E con i turisti? «Come dobbiamo comportarci? - si chiede in modo retorico Vincenzo Colao, del ristorante Ripa 12 a Trastevere – se ci fanno storie, li mandiamo via? Il problema poi non si pone tanto oggi, che è estate e la gente siede all’aperto, ma quando inizierà a fare freddo e i clienti vorranno stare dentro, molta gente ancora ci dichiara di non essere vaccinata». E tanti chiedono di mangiare fuori già ora per questo motivo. «Da ieri ricevo richieste di prenotazioni all’aperto – spiega il titolare di Pizza Forum in via San Giovanni in Laterano – mi dicono apertamente che è perché non sono vaccinati. Consideri che io ho 12 posti all’esterno e 250 interni, per me potrebbe essere un problema questo green pass a partire dal prossimo autunno». Per Matteo, titolare del ristorante Tor Millina «si tratta dell’ennesimo scoglio per la categoria da superare, ma sempre meglio questo che lasciarci chiusi o chiuderci di nuovo. Se poi il green pass serve come incentivo per vaccinare più persone possibili, va bene così». Quanto alla paura di dover sopportare nuovi costi come paventato in queste ore, in pochi si sentono di dichiararlo apertamente a microfoni aperti. «Formare il personale è semplice, in realtà – risponde Matteo – basta dire loro che devono ricordare ai clienti di esibire il green pass se vogliono consumare al chiuso».

 

 

I più lo faranno già al telefono nel momento in cui prenderanno la prenotazione. Meno preoccupati i titolari dei bar, che hanno salve le consumazioni al bancone, così come l’asporto o l’uso della toilette. Non servirà in tutti questi casi esibire il passaporto vaccinale. Per quelli che hanno tavoli all’interno basterà, dicono, ricordare ai clienti il nuovo obbligo. Un balzello in più che infondo sembra poca cosa nel panorama degli adempimenti che gravano e hanno gravato fino ad oggi sulla categoria.

## DATI IN ESAME
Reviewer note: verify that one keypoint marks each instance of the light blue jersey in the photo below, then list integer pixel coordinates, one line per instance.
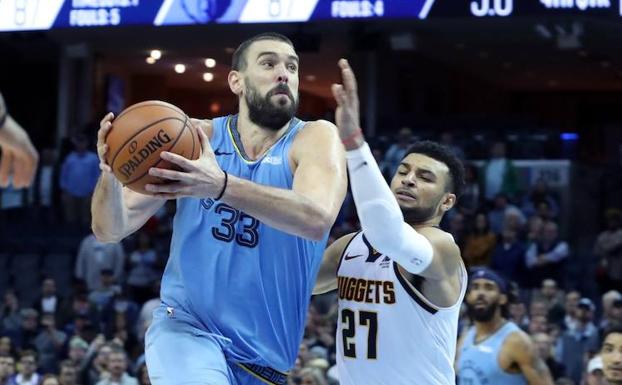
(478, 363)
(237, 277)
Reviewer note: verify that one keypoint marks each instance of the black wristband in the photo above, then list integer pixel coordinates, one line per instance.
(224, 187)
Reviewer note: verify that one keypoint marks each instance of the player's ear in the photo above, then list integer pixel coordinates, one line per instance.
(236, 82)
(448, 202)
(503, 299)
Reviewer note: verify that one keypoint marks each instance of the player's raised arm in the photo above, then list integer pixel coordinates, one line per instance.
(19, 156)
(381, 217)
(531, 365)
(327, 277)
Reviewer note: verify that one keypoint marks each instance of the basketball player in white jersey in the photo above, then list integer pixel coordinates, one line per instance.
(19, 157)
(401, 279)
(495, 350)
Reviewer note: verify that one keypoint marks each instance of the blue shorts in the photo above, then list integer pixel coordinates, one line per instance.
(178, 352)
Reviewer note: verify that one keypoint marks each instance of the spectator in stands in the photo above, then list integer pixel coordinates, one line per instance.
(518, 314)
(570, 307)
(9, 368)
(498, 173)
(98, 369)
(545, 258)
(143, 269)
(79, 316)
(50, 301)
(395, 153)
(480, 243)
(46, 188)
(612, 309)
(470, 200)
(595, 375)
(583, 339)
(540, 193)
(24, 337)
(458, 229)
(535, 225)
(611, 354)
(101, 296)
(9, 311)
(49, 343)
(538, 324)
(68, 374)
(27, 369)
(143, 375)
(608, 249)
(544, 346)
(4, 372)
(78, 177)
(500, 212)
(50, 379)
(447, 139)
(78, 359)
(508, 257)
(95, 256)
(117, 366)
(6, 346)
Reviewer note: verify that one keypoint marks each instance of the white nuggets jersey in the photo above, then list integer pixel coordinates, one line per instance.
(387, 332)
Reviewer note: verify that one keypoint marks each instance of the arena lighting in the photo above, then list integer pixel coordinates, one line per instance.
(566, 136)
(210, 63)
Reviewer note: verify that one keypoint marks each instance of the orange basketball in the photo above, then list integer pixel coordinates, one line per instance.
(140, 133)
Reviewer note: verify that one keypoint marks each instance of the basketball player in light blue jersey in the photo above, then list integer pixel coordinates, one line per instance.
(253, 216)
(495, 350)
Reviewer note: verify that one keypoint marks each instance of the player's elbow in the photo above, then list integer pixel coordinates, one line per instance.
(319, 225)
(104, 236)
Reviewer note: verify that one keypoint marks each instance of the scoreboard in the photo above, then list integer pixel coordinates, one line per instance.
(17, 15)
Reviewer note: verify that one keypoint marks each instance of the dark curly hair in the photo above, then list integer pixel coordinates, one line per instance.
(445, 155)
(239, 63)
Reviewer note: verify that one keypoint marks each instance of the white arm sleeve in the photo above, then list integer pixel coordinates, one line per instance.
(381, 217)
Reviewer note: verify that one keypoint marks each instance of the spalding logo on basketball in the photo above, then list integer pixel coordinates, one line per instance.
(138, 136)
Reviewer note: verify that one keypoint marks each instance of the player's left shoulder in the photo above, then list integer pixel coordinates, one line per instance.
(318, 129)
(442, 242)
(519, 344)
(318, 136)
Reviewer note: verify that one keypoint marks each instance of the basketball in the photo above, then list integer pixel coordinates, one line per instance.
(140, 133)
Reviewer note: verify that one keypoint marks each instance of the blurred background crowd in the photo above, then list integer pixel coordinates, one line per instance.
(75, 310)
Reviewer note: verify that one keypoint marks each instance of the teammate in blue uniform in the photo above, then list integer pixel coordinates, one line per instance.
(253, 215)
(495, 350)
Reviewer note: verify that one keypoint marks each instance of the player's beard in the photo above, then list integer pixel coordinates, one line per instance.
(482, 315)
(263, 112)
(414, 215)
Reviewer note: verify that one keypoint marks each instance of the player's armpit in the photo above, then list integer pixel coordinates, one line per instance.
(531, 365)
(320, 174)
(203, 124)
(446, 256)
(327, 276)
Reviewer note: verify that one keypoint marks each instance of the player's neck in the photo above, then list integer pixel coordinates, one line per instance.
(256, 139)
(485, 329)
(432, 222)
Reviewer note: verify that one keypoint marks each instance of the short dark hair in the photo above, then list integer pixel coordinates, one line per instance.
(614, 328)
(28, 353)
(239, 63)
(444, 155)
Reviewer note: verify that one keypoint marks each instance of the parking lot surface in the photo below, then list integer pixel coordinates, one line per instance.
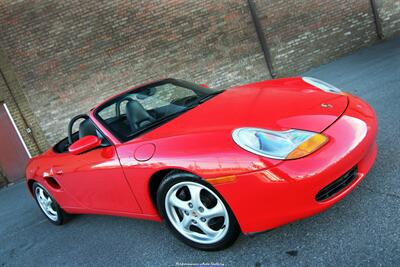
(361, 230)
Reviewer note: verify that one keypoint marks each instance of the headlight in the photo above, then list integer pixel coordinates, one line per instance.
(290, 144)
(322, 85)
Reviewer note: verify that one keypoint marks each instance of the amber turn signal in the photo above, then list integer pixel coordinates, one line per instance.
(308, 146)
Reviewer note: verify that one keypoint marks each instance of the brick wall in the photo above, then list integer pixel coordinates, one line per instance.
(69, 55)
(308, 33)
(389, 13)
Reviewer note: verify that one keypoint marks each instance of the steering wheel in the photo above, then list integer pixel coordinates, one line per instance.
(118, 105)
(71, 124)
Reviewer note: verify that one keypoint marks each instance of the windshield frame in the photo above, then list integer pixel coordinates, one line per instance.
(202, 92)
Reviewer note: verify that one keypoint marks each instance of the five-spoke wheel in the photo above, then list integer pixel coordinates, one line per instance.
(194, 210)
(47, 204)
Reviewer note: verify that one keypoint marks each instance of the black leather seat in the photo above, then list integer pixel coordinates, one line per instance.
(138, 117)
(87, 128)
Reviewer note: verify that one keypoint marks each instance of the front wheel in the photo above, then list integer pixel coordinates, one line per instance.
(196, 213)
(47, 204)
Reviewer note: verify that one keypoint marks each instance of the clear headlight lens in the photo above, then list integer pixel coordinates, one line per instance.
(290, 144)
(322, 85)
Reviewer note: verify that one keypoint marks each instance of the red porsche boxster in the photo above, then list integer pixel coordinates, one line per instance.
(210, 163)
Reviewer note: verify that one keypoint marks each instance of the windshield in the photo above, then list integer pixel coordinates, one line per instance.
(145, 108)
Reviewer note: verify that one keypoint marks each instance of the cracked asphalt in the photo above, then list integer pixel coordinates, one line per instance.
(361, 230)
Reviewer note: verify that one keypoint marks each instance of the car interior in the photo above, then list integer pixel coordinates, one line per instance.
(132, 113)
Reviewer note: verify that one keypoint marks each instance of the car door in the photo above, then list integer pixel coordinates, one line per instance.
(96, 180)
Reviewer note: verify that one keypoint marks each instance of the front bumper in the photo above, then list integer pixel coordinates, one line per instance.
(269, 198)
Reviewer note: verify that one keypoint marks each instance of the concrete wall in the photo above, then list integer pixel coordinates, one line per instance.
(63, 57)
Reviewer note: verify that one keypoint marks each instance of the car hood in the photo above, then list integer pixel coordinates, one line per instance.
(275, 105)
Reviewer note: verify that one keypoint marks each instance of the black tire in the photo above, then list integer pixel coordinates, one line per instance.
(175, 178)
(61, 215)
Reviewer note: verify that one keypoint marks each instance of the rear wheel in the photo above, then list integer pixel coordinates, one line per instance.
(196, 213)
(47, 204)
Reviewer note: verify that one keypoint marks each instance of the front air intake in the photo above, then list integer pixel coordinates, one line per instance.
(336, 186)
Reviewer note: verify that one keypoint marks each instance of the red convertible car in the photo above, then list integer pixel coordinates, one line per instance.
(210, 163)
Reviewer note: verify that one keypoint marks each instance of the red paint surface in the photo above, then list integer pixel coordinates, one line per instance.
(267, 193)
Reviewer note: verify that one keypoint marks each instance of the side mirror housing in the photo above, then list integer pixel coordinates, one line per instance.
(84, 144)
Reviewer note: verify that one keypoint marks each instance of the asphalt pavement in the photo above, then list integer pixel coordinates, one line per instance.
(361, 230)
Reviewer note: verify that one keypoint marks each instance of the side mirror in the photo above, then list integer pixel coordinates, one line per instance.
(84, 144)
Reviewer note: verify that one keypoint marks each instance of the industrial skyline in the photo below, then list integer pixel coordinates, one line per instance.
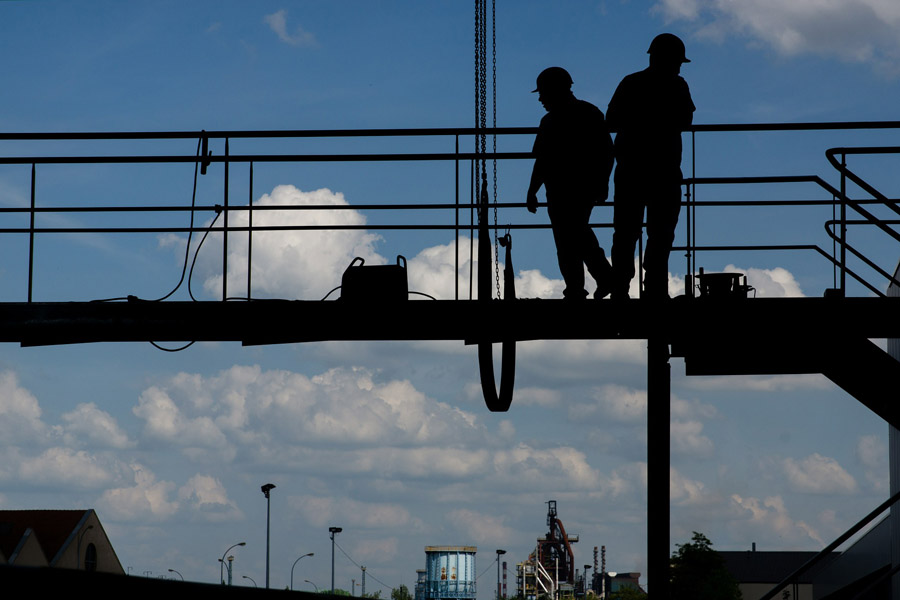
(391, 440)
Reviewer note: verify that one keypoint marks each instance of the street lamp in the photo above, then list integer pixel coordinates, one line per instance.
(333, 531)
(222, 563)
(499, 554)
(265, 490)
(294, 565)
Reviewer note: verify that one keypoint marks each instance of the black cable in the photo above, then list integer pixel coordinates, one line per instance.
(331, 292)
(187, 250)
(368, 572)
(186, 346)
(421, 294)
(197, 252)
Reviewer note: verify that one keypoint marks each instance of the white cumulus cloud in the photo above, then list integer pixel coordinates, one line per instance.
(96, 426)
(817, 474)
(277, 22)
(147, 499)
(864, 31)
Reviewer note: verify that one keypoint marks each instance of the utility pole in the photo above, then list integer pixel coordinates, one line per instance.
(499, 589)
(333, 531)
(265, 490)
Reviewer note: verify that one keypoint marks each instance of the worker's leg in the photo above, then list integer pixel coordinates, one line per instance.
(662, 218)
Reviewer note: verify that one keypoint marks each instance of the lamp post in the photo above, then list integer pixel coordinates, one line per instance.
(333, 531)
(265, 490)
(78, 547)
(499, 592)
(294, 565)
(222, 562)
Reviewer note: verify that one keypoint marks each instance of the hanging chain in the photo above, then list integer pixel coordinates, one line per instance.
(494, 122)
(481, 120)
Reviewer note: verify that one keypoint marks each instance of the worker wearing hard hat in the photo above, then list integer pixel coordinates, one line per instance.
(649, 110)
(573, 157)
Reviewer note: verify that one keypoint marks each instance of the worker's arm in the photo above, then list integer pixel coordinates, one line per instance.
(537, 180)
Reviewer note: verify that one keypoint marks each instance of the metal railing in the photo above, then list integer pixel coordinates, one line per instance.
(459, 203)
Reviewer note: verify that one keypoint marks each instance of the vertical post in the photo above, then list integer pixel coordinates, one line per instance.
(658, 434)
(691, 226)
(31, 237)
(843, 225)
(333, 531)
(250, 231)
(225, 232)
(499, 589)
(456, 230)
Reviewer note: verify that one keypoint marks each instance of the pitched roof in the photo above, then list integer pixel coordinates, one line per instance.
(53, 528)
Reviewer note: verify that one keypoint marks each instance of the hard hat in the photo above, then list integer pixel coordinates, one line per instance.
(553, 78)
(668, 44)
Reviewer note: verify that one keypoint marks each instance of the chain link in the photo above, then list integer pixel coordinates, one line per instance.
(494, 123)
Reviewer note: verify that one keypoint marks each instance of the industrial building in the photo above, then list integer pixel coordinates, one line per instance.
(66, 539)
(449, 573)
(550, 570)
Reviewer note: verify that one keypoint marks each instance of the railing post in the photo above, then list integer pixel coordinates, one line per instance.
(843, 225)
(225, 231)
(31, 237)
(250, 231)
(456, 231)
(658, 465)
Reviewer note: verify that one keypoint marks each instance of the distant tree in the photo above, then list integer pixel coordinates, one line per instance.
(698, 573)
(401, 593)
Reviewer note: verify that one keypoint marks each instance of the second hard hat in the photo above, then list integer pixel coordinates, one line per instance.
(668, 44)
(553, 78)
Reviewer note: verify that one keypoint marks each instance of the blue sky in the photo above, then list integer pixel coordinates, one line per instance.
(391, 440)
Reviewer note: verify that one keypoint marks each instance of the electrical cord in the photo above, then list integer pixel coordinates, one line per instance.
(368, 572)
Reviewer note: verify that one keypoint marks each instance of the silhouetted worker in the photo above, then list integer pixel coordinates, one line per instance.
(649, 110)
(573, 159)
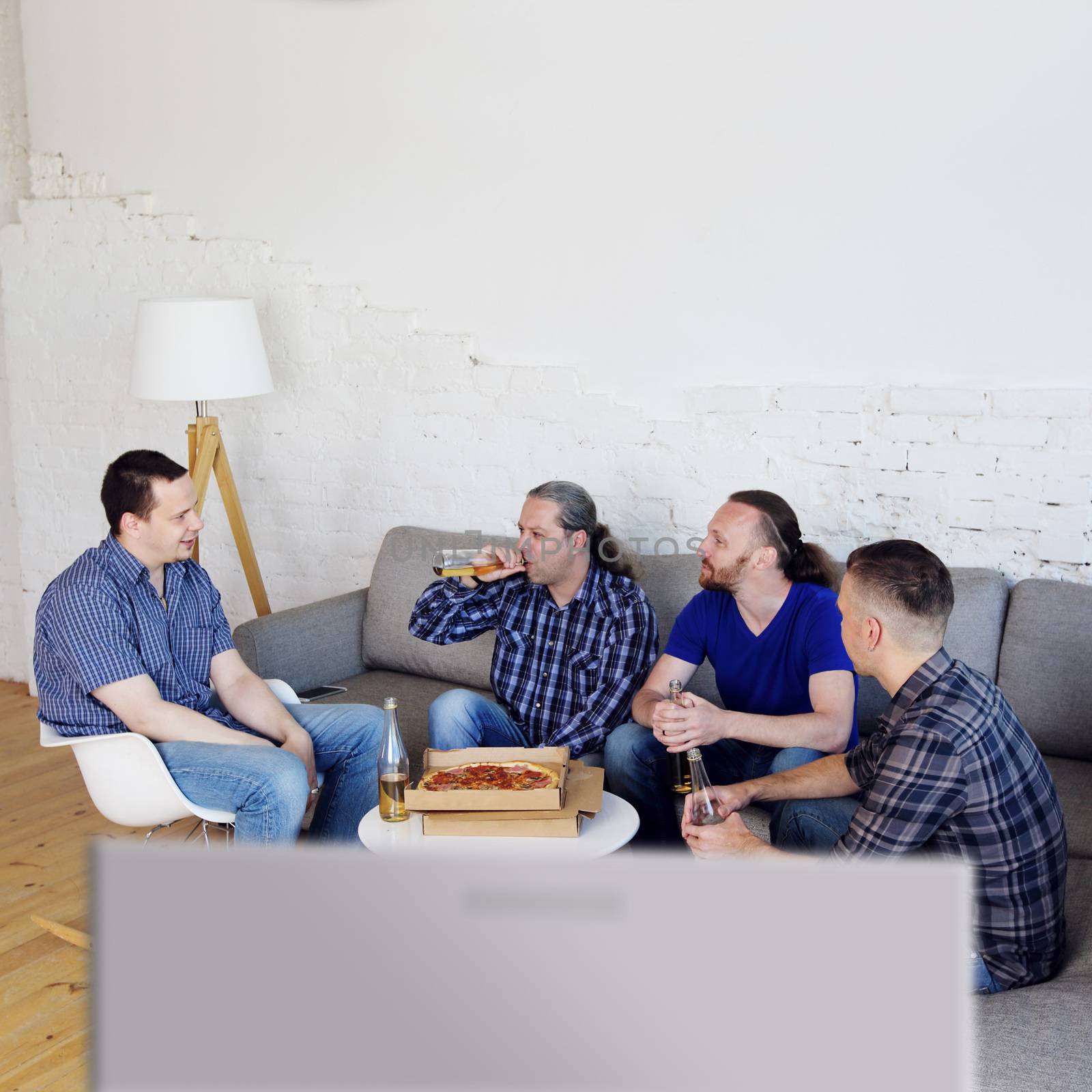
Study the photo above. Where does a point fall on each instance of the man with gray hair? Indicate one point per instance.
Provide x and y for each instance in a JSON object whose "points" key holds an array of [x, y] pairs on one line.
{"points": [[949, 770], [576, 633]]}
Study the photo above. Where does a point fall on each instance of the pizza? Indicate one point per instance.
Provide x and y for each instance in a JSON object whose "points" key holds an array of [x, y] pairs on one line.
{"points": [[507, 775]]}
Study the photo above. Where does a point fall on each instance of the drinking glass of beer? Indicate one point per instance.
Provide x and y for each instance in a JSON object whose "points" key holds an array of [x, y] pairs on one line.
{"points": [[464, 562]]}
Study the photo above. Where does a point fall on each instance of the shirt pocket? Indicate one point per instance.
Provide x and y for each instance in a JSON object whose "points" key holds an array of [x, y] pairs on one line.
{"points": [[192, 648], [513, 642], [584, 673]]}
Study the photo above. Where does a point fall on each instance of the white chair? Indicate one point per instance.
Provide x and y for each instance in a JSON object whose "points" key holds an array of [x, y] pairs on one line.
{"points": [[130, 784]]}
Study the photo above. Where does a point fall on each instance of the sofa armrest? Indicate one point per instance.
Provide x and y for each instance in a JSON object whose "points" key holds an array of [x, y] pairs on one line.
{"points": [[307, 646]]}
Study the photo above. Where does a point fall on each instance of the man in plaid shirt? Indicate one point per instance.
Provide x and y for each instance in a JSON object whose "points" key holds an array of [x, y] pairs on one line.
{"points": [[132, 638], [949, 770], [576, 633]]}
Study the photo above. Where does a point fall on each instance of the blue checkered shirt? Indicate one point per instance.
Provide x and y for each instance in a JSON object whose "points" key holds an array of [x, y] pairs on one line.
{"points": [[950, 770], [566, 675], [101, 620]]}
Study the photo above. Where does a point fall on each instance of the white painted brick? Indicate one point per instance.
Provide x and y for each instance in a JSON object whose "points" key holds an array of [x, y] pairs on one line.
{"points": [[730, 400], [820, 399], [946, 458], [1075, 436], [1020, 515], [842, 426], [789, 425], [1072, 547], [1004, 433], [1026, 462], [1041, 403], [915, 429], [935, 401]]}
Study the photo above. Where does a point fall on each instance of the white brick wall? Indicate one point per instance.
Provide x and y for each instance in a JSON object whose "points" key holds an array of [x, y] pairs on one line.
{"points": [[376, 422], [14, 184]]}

## ATTIVITÀ
Ricopia parola per parola tutto il passo del testo sul green pass nei ristoranti che va da "I più lo faranno" giù fino a "oggi sulla categoria.", incluse queste parole.

## SOLUZIONE
I più lo faranno già al telefono nel momento in cui prenderanno la prenotazione. Meno preoccupati i titolari dei bar, che hanno salve le consumazioni al bancone, così come l’asporto o l’uso della toilette. Non servirà in tutti questi casi esibire il passaporto vaccinale. Per quelli che hanno tavoli all’interno basterà, dicono, ricordare ai clienti il nuovo obbligo. Un balzello in più che infondo sembra poca cosa nel panorama degli adempimenti che gravano e hanno gravato fino ad oggi sulla categoria.